[Text-to-region grounding data]
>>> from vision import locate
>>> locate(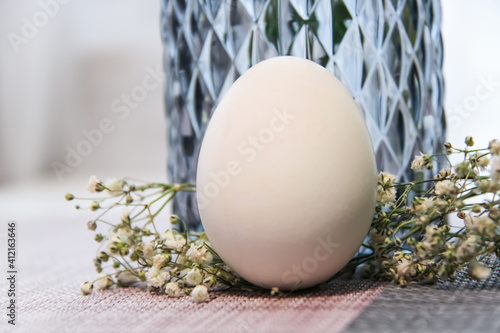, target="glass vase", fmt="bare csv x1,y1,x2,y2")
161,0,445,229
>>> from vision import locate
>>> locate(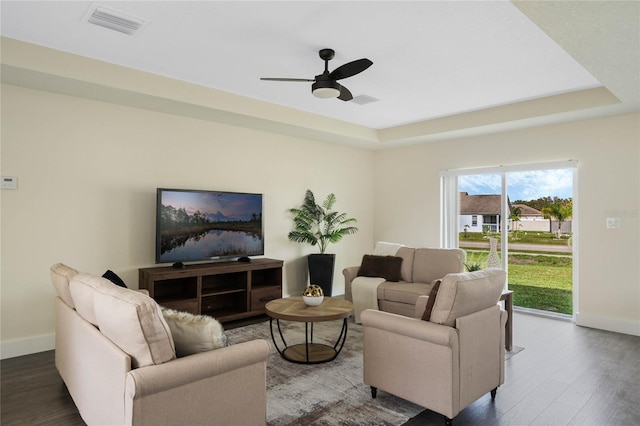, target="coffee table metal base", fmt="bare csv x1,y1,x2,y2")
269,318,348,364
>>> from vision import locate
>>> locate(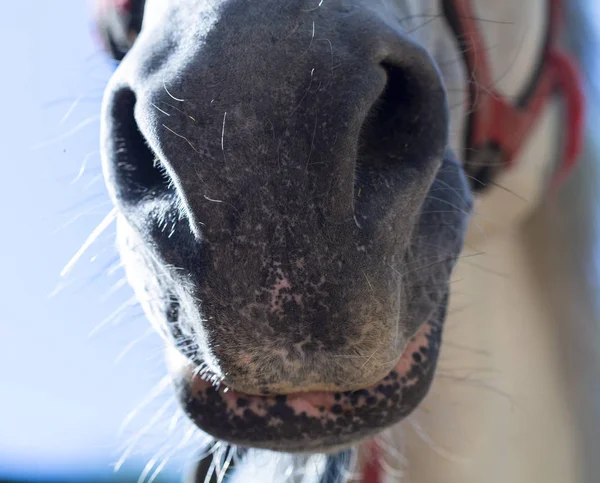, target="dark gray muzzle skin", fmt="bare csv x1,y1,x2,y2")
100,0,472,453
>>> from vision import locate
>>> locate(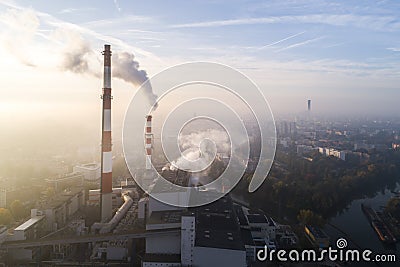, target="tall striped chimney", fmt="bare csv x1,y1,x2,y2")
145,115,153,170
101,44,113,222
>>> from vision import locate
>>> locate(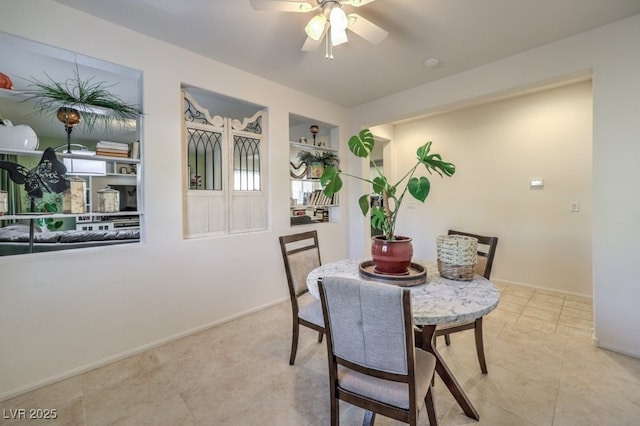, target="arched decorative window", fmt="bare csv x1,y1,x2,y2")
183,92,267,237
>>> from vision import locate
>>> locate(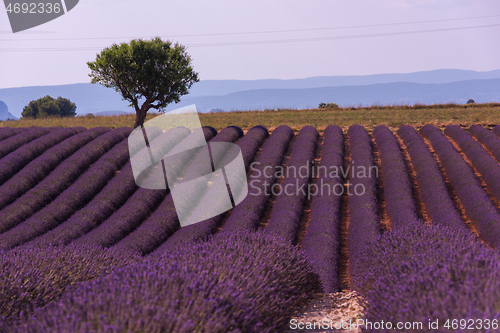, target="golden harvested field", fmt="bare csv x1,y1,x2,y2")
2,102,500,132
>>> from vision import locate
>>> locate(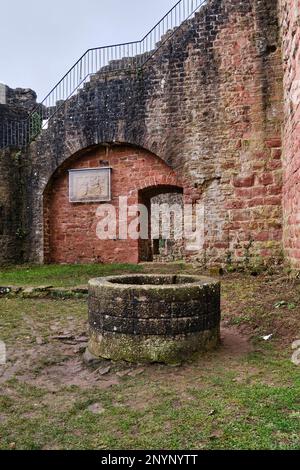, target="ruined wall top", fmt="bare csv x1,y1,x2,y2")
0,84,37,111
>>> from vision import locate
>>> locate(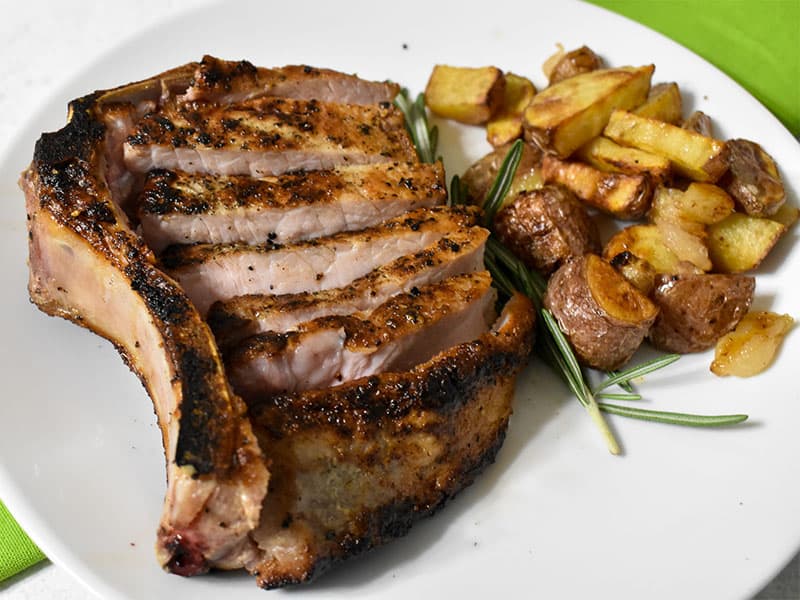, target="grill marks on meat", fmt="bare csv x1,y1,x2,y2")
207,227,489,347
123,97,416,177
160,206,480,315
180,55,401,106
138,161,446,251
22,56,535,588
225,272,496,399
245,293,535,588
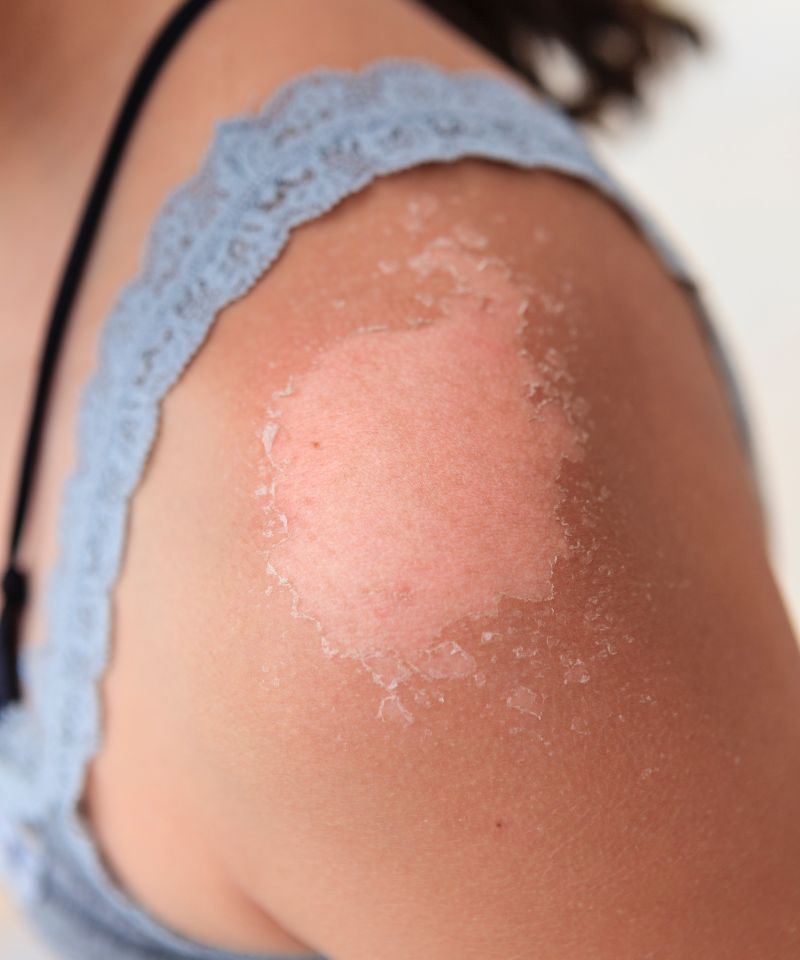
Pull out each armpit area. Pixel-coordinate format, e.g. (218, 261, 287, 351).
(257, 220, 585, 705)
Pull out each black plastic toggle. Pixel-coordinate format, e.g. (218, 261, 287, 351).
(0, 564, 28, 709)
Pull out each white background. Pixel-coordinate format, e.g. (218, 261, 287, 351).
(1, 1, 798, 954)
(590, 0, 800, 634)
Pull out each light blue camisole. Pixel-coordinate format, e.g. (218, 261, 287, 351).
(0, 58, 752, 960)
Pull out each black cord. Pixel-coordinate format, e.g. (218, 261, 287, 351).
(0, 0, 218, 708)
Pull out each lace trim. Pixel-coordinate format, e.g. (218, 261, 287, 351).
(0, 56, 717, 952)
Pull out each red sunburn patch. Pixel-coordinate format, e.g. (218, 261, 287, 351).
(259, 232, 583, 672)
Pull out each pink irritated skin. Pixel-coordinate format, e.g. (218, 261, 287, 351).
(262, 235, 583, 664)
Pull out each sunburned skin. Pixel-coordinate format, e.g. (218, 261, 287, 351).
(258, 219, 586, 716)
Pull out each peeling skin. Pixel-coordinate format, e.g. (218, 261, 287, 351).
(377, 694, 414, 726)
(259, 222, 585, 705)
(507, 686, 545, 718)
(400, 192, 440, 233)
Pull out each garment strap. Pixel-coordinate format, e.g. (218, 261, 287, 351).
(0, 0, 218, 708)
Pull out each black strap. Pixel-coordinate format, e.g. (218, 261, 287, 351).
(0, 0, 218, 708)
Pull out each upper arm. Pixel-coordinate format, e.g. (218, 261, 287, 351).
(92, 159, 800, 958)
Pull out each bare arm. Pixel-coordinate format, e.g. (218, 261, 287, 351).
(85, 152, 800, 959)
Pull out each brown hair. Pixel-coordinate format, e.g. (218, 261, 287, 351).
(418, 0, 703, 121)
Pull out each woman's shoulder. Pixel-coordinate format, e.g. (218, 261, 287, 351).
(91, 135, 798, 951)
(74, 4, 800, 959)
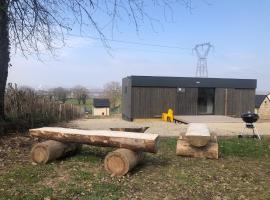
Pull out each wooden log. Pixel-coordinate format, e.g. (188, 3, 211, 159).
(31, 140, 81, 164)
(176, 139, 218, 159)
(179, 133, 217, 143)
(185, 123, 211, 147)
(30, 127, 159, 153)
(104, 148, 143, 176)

### WHAT THE TASK REQUIRES
Without the pictures, retype exactly the lines from the one that holds "Pull out each bare" to the last line of the data above, both of them included.

### ANSWER SPACE
Pull out each bare arm. Pixel-coordinate format, e.g. (218, 261, 287, 351).
(85, 152, 800, 959)
Pull out each brown hair. Pixel-coordinate format, e.g. (218, 261, 287, 351).
(418, 0, 703, 121)
Pull out each woman's shoulder. Pixel-coordinate format, e.g. (218, 261, 287, 351).
(91, 135, 798, 951)
(74, 4, 800, 959)
Pull out each wooden log. Pixel-coordinate format, e.g. (188, 3, 211, 159).
(31, 140, 81, 164)
(176, 139, 218, 159)
(179, 133, 217, 143)
(185, 123, 211, 147)
(30, 127, 159, 153)
(104, 148, 143, 176)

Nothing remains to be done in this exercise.